(Stored entries)
"""

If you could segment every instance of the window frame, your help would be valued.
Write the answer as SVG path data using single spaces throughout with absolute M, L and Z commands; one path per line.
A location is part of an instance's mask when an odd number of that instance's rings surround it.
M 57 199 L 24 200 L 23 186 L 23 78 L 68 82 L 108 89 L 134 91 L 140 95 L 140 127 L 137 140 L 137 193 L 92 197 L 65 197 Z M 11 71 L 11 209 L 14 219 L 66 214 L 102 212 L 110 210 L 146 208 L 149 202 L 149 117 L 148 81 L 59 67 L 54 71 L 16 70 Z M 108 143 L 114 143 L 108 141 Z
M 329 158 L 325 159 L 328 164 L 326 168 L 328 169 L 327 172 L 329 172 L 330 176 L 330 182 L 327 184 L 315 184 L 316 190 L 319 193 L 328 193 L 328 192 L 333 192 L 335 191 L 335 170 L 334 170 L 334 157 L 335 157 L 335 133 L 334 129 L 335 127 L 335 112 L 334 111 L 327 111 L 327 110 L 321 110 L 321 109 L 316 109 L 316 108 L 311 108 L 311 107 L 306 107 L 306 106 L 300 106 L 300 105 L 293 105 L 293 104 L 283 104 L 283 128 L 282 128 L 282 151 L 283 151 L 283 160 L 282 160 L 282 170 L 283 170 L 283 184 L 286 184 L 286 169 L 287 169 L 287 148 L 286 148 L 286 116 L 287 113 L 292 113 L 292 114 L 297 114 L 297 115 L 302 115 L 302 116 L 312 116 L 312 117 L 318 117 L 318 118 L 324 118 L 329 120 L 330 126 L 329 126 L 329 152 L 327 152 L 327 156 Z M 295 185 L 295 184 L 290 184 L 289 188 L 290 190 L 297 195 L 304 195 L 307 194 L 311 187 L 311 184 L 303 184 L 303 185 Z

"""

Pull out every line of the data that contains the string "instance", matching case exactly, and copy each one unchanged.

§ ANSWER TO THIS PROBLEM
If you could segment every instance of the window frame, your help would be valued.
A location is part of an instance's mask when an odd number of that instance's rings surround it.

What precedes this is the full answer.